ASSIGNMENT
Output the records that follow, keeping every line exactly as it is.

STUDY MATERIAL section start

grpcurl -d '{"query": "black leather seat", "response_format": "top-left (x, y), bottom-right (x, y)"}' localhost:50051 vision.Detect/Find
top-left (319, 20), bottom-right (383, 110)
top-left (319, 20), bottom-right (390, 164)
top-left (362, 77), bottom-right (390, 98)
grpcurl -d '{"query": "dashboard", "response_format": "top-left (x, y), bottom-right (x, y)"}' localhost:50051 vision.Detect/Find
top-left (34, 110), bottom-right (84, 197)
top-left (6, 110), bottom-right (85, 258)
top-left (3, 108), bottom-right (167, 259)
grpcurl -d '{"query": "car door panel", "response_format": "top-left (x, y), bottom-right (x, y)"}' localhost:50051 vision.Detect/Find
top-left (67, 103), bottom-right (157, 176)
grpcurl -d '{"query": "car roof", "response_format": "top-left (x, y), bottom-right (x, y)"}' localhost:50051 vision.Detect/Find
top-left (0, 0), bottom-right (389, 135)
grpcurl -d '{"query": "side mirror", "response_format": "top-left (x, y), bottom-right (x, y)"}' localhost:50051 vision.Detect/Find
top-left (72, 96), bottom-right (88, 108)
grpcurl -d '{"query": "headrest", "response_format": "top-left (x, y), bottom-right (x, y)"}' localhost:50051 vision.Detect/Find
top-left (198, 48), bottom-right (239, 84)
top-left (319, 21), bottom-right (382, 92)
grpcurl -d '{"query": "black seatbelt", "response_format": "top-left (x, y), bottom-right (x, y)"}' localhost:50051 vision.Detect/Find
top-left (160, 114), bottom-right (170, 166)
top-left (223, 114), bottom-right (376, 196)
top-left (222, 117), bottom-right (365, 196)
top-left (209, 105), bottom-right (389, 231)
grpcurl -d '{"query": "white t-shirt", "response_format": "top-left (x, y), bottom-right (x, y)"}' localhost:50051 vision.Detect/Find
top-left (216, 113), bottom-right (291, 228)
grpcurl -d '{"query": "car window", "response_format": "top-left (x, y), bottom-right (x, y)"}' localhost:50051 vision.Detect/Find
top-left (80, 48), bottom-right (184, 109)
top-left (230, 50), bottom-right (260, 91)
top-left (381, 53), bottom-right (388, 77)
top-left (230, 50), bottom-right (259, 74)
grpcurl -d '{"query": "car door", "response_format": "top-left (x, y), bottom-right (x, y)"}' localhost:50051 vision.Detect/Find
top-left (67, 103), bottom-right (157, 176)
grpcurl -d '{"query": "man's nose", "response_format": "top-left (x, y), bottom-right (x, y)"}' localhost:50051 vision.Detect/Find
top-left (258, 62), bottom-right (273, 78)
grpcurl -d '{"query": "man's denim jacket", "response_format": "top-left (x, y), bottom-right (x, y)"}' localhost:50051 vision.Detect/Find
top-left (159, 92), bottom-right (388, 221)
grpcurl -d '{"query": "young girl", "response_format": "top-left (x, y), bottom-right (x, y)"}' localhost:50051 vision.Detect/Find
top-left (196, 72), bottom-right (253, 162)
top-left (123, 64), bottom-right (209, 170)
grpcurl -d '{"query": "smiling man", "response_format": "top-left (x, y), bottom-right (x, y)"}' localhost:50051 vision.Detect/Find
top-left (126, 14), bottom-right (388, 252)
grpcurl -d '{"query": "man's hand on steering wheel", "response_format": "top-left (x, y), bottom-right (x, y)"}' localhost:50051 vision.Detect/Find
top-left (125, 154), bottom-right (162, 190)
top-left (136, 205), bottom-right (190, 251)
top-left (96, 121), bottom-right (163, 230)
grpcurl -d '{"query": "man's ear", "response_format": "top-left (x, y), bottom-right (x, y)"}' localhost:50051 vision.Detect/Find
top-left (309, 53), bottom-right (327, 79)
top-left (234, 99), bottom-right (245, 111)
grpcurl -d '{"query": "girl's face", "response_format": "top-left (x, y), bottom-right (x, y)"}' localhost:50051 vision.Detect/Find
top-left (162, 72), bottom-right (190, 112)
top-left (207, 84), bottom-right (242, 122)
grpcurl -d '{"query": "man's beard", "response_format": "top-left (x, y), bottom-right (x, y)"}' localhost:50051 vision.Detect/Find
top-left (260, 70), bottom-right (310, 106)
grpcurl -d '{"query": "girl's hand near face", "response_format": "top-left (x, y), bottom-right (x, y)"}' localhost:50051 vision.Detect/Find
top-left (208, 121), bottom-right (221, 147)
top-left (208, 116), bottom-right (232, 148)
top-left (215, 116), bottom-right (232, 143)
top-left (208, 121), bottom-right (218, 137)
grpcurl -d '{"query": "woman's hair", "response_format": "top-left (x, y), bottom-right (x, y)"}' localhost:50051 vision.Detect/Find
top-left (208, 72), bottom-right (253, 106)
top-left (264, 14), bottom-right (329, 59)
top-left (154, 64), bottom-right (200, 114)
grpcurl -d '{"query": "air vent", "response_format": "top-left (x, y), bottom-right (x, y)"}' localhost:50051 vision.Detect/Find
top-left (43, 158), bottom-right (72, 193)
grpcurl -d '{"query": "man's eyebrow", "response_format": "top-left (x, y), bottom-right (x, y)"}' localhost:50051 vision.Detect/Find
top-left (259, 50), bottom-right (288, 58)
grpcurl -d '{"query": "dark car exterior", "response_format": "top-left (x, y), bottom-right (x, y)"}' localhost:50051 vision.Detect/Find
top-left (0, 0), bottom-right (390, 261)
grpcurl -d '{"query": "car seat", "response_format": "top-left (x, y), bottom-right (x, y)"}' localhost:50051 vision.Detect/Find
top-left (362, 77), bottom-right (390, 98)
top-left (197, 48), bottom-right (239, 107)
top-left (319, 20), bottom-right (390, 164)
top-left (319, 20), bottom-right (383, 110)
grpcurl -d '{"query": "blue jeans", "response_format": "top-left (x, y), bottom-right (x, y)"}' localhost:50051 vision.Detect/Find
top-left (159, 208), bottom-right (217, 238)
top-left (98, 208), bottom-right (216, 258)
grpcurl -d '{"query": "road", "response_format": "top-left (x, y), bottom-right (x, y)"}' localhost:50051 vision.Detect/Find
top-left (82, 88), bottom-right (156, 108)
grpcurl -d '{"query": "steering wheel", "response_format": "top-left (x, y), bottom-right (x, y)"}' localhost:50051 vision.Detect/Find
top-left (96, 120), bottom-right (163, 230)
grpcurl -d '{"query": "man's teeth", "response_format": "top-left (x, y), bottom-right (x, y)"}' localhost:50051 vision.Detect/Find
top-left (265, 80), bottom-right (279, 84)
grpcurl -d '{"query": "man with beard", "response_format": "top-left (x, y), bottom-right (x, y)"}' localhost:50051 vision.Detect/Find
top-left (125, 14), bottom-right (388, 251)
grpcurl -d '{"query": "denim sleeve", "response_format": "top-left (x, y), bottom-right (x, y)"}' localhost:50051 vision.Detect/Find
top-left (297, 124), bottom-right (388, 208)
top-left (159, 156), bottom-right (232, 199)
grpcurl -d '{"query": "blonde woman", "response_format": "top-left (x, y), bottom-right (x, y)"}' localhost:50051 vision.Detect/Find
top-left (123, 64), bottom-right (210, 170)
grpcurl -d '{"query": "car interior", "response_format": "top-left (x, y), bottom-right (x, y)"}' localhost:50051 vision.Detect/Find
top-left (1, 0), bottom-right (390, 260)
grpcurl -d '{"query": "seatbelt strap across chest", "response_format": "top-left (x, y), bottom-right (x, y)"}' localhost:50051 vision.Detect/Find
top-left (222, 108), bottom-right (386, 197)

STUDY MATERIAL section end

EXERCISE RESPONSE
grpcurl -d '{"query": "black leather seat", "response_format": "top-left (x, y), bottom-right (x, y)"}' localhost:50051 vision.Detect/Find
top-left (319, 20), bottom-right (383, 110)
top-left (319, 20), bottom-right (390, 164)
top-left (362, 77), bottom-right (390, 98)
grpcurl -d '{"query": "dashboard", "response_format": "top-left (x, y), bottom-right (x, y)"}' localhost:50051 vision.Detect/Find
top-left (34, 110), bottom-right (84, 197)
top-left (6, 110), bottom-right (85, 258)
top-left (3, 108), bottom-right (167, 259)
grpcurl -d '{"query": "car door panel", "response_format": "top-left (x, y), bottom-right (x, y)"}' localhost:50051 vision.Detect/Find
top-left (67, 103), bottom-right (157, 176)
grpcurl -d '{"query": "car roof", "response_format": "top-left (x, y), bottom-right (x, y)"}' localhost:50051 vision.Detect/Find
top-left (0, 0), bottom-right (389, 135)
grpcurl -d '{"query": "side mirror", "response_format": "top-left (x, y), bottom-right (x, y)"}' localhost:50051 vision.Detect/Find
top-left (72, 96), bottom-right (88, 108)
grpcurl -d '{"query": "headrest", "response_format": "top-left (x, y), bottom-right (x, y)"}' localhost:50051 vision.Detect/Find
top-left (198, 48), bottom-right (239, 84)
top-left (319, 21), bottom-right (382, 92)
grpcurl -d '{"query": "black seatbelt", "response_format": "top-left (x, y), bottom-right (x, y)"}' localhost:50051 vision.Detect/Find
top-left (160, 114), bottom-right (170, 166)
top-left (223, 114), bottom-right (376, 196)
top-left (222, 117), bottom-right (365, 196)
top-left (209, 105), bottom-right (389, 231)
grpcurl -d '{"query": "white t-shirt", "response_format": "top-left (x, y), bottom-right (x, y)"}' localhost:50051 vision.Detect/Find
top-left (216, 113), bottom-right (291, 228)
grpcurl -d '{"query": "car window", "response_format": "top-left (x, y), bottom-right (x, y)"}' localhost:50051 vision.Detect/Find
top-left (80, 48), bottom-right (184, 109)
top-left (230, 50), bottom-right (260, 91)
top-left (381, 53), bottom-right (388, 77)
top-left (230, 50), bottom-right (259, 74)
grpcurl -d '{"query": "car door", "response_format": "top-left (x, y), bottom-right (x, y)"}' localhost:50051 vision.Detect/Find
top-left (67, 103), bottom-right (157, 176)
grpcurl -d '{"query": "man's nose", "response_format": "top-left (x, y), bottom-right (x, y)"}' localhost:50051 vision.Detect/Find
top-left (258, 62), bottom-right (273, 78)
grpcurl -d '{"query": "man's denim jacket", "response_format": "top-left (x, y), bottom-right (x, y)"}' localhost:50051 vision.Detect/Find
top-left (159, 92), bottom-right (388, 221)
grpcurl -d '{"query": "young girl", "response_format": "top-left (x, y), bottom-right (x, y)"}' localhost:50051 vision.Detect/Find
top-left (196, 72), bottom-right (253, 162)
top-left (123, 64), bottom-right (209, 170)
grpcurl -d '{"query": "smiling man", "response_format": "top-left (x, y), bottom-right (x, y)"}' localhost:50051 vision.Detect/Find
top-left (126, 14), bottom-right (388, 252)
grpcurl -d '{"query": "man's hand on steering wheel", "response_format": "top-left (x, y), bottom-right (x, y)"}' localhost:50051 vision.Detect/Find
top-left (125, 154), bottom-right (162, 190)
top-left (136, 205), bottom-right (190, 251)
top-left (96, 121), bottom-right (163, 230)
grpcurl -d '{"query": "man's ear", "response_format": "top-left (x, y), bottom-right (x, y)"}' localhost:50051 vision.Detect/Find
top-left (309, 53), bottom-right (327, 79)
top-left (234, 99), bottom-right (245, 111)
grpcurl -d '{"query": "girl's face", "response_format": "top-left (x, y), bottom-right (x, y)"}' localhost:50051 vision.Detect/Find
top-left (162, 72), bottom-right (190, 112)
top-left (207, 84), bottom-right (242, 122)
grpcurl -d '{"query": "man's beard", "response_format": "top-left (x, y), bottom-right (x, y)"}' localhost:50051 vision.Detect/Find
top-left (260, 70), bottom-right (310, 106)
grpcurl -d '{"query": "girl's hand near face", "response_format": "top-left (x, y), bottom-right (x, y)"}' localhost:50051 vision.Detect/Find
top-left (208, 121), bottom-right (221, 147)
top-left (208, 116), bottom-right (232, 148)
top-left (215, 116), bottom-right (232, 143)
top-left (208, 121), bottom-right (218, 137)
grpcurl -d '{"query": "woman's hair", "response_format": "top-left (x, y), bottom-right (x, y)"}' localhost:50051 vision.Detect/Find
top-left (208, 72), bottom-right (253, 106)
top-left (264, 14), bottom-right (329, 59)
top-left (154, 64), bottom-right (200, 114)
grpcurl -d '{"query": "air vent", "response_format": "top-left (x, y), bottom-right (x, y)"}' localhost:50051 vision.Detect/Find
top-left (43, 158), bottom-right (72, 193)
grpcurl -d '{"query": "man's eyebrow", "response_format": "top-left (x, y), bottom-right (x, y)"}' localhost:50051 vision.Detect/Find
top-left (259, 50), bottom-right (288, 58)
grpcurl -d '{"query": "dark car exterior", "response_format": "top-left (x, y), bottom-right (x, y)"}' localhost:50051 vision.Detect/Find
top-left (0, 0), bottom-right (390, 261)
grpcurl -d '{"query": "car seat", "response_format": "top-left (x, y), bottom-right (x, y)"}' localhost:50051 vision.Detect/Find
top-left (362, 77), bottom-right (390, 98)
top-left (197, 48), bottom-right (239, 107)
top-left (319, 20), bottom-right (390, 164)
top-left (319, 20), bottom-right (383, 110)
grpcurl -d '{"query": "blue jeans", "response_format": "top-left (x, y), bottom-right (x, y)"}' localhost:50051 vision.Detect/Find
top-left (159, 208), bottom-right (217, 238)
top-left (98, 208), bottom-right (216, 258)
grpcurl -d '{"query": "road", "response_format": "top-left (x, y), bottom-right (x, y)"}' localhost:50051 vision.Detect/Find
top-left (82, 88), bottom-right (156, 108)
grpcurl -d '{"query": "steering wheel", "response_format": "top-left (x, y), bottom-right (x, y)"}' localhost:50051 vision.Detect/Find
top-left (96, 120), bottom-right (163, 230)
grpcurl -d '{"query": "man's teeth", "response_format": "top-left (x, y), bottom-right (x, y)"}' localhost:50051 vision.Detect/Find
top-left (265, 80), bottom-right (279, 84)
grpcurl -d '{"query": "man with beard", "response_format": "top-left (x, y), bottom-right (x, y)"}' localhost:50051 vision.Detect/Find
top-left (125, 14), bottom-right (388, 251)
grpcurl -d '{"query": "denim sleeve", "response_format": "top-left (x, y), bottom-right (x, y)"}' localhost:50051 vision.Detect/Find
top-left (297, 124), bottom-right (388, 208)
top-left (159, 156), bottom-right (232, 199)
grpcurl -d '{"query": "blonde woman", "response_format": "top-left (x, y), bottom-right (x, y)"}' localhost:50051 vision.Detect/Find
top-left (123, 64), bottom-right (210, 170)
grpcurl -d '{"query": "car interior", "response_format": "top-left (x, y), bottom-right (x, y)"}' localhost:50051 vision.Detect/Find
top-left (1, 0), bottom-right (390, 260)
grpcurl -d '{"query": "seatbelt strap across chest", "response_format": "top-left (x, y), bottom-right (x, y)"}' localhost:50051 vision.Detect/Find
top-left (222, 108), bottom-right (386, 197)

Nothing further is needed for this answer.